== MATERIAL FOR THIS EXERCISE
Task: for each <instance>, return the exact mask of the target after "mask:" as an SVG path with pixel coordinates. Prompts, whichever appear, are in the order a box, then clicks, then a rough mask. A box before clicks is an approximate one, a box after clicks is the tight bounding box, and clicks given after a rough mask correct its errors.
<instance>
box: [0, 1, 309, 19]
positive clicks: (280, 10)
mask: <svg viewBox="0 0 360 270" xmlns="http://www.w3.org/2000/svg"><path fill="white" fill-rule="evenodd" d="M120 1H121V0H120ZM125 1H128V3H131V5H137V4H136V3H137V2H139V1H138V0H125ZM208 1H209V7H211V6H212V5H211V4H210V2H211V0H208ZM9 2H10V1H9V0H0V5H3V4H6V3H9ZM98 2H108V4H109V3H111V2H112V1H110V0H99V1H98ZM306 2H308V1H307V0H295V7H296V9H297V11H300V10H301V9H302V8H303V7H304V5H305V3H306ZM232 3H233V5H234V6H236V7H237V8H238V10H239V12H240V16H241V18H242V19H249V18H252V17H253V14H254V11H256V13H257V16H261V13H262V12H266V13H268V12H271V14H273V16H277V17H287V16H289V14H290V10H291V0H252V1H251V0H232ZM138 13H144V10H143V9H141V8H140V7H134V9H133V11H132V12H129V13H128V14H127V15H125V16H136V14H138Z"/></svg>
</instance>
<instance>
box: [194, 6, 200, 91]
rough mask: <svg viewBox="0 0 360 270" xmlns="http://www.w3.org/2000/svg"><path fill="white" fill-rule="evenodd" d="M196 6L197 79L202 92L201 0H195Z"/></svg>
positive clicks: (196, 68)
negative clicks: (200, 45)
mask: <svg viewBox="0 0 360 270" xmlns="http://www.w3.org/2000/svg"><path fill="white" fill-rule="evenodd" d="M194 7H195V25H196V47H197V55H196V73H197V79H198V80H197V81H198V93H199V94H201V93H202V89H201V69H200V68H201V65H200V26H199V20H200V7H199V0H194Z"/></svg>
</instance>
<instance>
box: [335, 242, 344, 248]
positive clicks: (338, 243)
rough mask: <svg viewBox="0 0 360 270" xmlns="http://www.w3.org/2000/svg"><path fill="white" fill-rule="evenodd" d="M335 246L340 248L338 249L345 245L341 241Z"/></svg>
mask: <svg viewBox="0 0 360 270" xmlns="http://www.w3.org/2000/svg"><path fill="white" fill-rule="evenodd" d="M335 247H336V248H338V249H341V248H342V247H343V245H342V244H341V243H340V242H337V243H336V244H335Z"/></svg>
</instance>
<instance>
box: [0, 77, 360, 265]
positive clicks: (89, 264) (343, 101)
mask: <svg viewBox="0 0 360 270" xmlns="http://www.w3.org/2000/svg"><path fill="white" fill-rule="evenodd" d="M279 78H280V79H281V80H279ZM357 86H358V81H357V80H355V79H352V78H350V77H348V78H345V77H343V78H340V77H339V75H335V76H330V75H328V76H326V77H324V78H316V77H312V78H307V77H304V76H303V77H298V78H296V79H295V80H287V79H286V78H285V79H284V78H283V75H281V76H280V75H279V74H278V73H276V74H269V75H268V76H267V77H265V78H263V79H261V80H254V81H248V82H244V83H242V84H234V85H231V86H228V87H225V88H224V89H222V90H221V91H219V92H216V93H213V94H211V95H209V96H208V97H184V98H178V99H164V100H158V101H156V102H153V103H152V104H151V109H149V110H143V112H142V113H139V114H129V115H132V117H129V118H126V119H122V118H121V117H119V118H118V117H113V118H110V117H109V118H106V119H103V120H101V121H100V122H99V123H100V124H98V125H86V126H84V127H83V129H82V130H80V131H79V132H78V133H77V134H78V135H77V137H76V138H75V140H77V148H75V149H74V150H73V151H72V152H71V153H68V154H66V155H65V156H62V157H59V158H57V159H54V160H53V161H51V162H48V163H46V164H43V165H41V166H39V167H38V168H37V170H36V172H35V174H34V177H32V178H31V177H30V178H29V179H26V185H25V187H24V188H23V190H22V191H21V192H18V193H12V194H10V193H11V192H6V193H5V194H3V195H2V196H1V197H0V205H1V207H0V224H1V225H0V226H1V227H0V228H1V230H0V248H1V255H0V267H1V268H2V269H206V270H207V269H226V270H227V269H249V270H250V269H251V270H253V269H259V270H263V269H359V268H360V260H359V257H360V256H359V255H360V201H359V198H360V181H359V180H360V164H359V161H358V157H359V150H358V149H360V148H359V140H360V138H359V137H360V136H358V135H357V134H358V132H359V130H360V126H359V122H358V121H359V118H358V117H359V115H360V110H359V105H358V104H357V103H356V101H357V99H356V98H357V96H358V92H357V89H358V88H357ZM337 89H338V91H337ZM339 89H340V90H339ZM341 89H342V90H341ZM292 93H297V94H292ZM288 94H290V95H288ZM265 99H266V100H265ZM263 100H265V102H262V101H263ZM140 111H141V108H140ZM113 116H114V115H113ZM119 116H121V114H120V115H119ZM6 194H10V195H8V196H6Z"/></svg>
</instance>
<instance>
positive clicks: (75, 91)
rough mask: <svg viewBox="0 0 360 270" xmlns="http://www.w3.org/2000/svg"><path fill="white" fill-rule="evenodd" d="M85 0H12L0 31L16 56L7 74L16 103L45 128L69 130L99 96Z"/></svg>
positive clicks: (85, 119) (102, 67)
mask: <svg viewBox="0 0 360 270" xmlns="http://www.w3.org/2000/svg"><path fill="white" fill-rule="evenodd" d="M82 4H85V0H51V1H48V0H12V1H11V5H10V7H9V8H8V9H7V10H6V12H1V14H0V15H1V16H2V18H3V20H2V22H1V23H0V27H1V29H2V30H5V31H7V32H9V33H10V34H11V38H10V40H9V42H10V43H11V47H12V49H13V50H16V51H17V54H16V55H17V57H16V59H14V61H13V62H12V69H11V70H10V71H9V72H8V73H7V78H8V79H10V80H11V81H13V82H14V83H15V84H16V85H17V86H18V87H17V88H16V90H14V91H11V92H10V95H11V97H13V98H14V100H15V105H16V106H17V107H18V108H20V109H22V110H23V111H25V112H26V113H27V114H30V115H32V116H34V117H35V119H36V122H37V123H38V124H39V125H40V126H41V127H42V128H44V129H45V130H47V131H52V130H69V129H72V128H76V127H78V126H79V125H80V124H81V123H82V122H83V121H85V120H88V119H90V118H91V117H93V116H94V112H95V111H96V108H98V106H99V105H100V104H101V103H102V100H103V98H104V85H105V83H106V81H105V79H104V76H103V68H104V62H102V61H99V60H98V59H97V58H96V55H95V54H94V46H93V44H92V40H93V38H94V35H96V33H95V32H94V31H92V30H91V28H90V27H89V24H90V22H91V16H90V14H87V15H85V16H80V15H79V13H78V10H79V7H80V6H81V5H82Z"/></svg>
====
- _WHAT YOU SHOULD DO_
Your answer must be the full set of entries, copied exactly.

- _SOLVED EXERCISE_
Task: for each <instance>, return the exact mask of the target after "mask:" as an SVG path with pixel coordinates. Prompts, whichever appear, are in the order a box, then clicks, then a rough mask. A box before clicks is an approximate one, a box after clicks is the tight bounding box, and clicks given after a rough mask correct its errors.
<instance>
box: [0, 1, 309, 19]
positive clicks: (280, 10)
mask: <svg viewBox="0 0 360 270" xmlns="http://www.w3.org/2000/svg"><path fill="white" fill-rule="evenodd" d="M120 1H121V0H120ZM125 1H128V3H131V5H137V4H136V3H137V2H139V1H138V0H125ZM208 1H209V7H211V6H212V5H211V4H210V2H211V0H208ZM9 2H10V1H9V0H0V5H3V4H6V3H9ZM98 2H108V4H109V3H111V2H112V1H110V0H99V1H98ZM306 2H308V1H307V0H295V7H296V9H297V11H300V10H301V9H302V8H303V7H304V5H305V3H306ZM232 3H233V5H234V6H236V7H237V8H238V10H239V12H240V16H241V18H242V19H249V18H252V17H253V14H254V11H256V13H257V16H261V13H262V12H266V13H268V12H271V14H273V16H277V17H287V16H289V14H290V10H291V0H252V1H251V0H232ZM138 13H144V10H143V9H141V8H140V7H134V9H133V11H132V12H129V13H128V14H127V15H125V16H136V14H138Z"/></svg>
</instance>
<instance>
box: [194, 6, 200, 91]
rough mask: <svg viewBox="0 0 360 270" xmlns="http://www.w3.org/2000/svg"><path fill="white" fill-rule="evenodd" d="M196 6L197 79L202 92L201 0H195Z"/></svg>
positive clicks: (196, 68)
negative clicks: (200, 45)
mask: <svg viewBox="0 0 360 270" xmlns="http://www.w3.org/2000/svg"><path fill="white" fill-rule="evenodd" d="M194 7H195V25H196V47H197V55H196V73H197V79H198V80H197V81H198V93H199V94H201V93H202V89H201V69H200V68H201V65H200V26H199V20H200V7H199V0H194Z"/></svg>
</instance>
<instance>
box: [335, 242, 344, 248]
positive clicks: (338, 243)
rough mask: <svg viewBox="0 0 360 270" xmlns="http://www.w3.org/2000/svg"><path fill="white" fill-rule="evenodd" d="M335 246L340 248L338 249L345 245L341 241Z"/></svg>
mask: <svg viewBox="0 0 360 270" xmlns="http://www.w3.org/2000/svg"><path fill="white" fill-rule="evenodd" d="M335 247H336V248H338V249H341V248H342V247H343V245H342V244H341V243H340V242H337V243H336V244H335Z"/></svg>
</instance>
<instance>
box: [0, 77, 360, 265]
positive clicks: (89, 264) (343, 101)
mask: <svg viewBox="0 0 360 270" xmlns="http://www.w3.org/2000/svg"><path fill="white" fill-rule="evenodd" d="M279 78H280V79H281V80H279ZM357 86H358V81H357V80H355V79H352V78H350V77H348V78H345V77H343V78H340V77H339V75H335V76H330V75H328V76H326V77H324V78H316V77H312V78H307V77H304V76H303V77H298V78H296V79H295V80H287V79H286V78H285V79H284V78H283V75H281V76H280V75H279V74H278V73H276V74H269V75H268V76H267V77H265V78H263V79H261V80H254V81H248V82H244V83H242V84H234V85H231V86H228V87H225V88H224V89H222V90H221V91H219V92H216V93H213V94H211V95H209V96H208V97H184V98H178V99H164V100H158V101H156V102H153V103H152V104H151V109H149V110H143V112H142V113H139V114H129V115H132V117H129V118H126V119H122V118H121V117H119V118H118V117H113V118H110V117H109V118H106V119H103V120H101V121H100V122H99V123H100V124H98V125H86V126H84V127H83V129H82V130H80V131H79V132H78V133H77V134H78V135H77V137H76V138H75V140H77V148H75V149H74V150H73V151H72V152H71V153H68V154H66V155H65V156H62V157H59V158H57V159H54V160H53V161H51V162H48V163H46V164H43V165H41V166H39V167H38V168H37V170H36V172H35V174H34V177H32V178H31V177H30V178H29V179H26V185H25V187H24V188H23V190H22V191H21V192H18V193H12V194H10V193H11V192H6V193H5V194H3V195H2V196H1V197H0V205H1V207H0V224H1V225H0V226H1V227H0V228H1V230H0V248H1V255H0V267H1V268H2V269H206V270H207V269H226V270H227V269H249V270H250V269H251V270H253V269H259V270H263V269H359V268H360V260H359V257H360V256H359V255H360V201H359V198H360V181H359V180H360V164H359V161H358V157H359V150H358V149H360V148H359V140H360V138H359V137H360V136H358V135H357V134H358V132H359V130H360V126H359V122H358V121H359V118H358V117H359V115H360V110H359V105H358V104H357V103H356V101H357V99H356V98H357V96H358V92H357V89H358V88H357ZM337 89H338V91H337ZM339 89H340V90H339ZM341 89H342V90H341ZM292 93H297V94H292ZM288 94H290V95H288ZM265 99H266V100H265ZM263 100H265V102H262V101H263ZM140 111H141V108H140ZM113 116H114V115H113ZM119 116H121V114H120V115H119ZM6 194H10V195H8V196H6Z"/></svg>
</instance>
<instance>
positive clicks: (75, 91)
rough mask: <svg viewBox="0 0 360 270" xmlns="http://www.w3.org/2000/svg"><path fill="white" fill-rule="evenodd" d="M85 0H12L0 31L16 56L7 74L16 103L45 128L69 130L99 96Z"/></svg>
positive clicks: (85, 119) (102, 67)
mask: <svg viewBox="0 0 360 270" xmlns="http://www.w3.org/2000/svg"><path fill="white" fill-rule="evenodd" d="M82 4H85V0H51V1H48V0H12V1H11V5H10V7H9V8H8V9H7V10H6V12H1V14H0V15H1V16H2V18H3V20H2V22H1V23H0V27H1V29H2V30H5V31H7V32H9V33H10V34H11V38H10V40H9V42H10V43H11V47H12V49H13V50H16V51H17V54H16V55H17V57H16V59H14V61H13V62H12V69H11V70H10V71H9V72H8V73H7V78H8V79H10V80H11V81H13V82H14V83H15V84H16V85H17V86H18V87H17V88H16V90H14V91H11V92H10V95H11V97H13V98H14V100H15V105H16V106H17V107H18V108H20V109H22V110H23V111H25V112H26V113H27V114H30V115H32V116H34V117H35V119H36V122H37V123H38V124H39V125H40V126H41V127H42V128H44V129H45V130H47V131H52V130H69V129H72V128H76V127H78V126H79V125H80V124H81V123H82V122H83V121H85V120H88V119H90V118H91V117H93V116H94V112H95V111H96V108H98V106H99V105H100V104H101V103H102V100H103V98H104V85H105V83H106V81H105V79H104V76H103V68H104V62H102V61H99V60H98V59H97V58H96V55H95V54H94V46H93V44H92V40H93V38H94V35H96V33H95V32H94V31H92V30H91V28H90V27H89V24H90V22H91V16H90V14H87V15H85V16H80V15H79V13H78V10H79V7H80V6H81V5H82Z"/></svg>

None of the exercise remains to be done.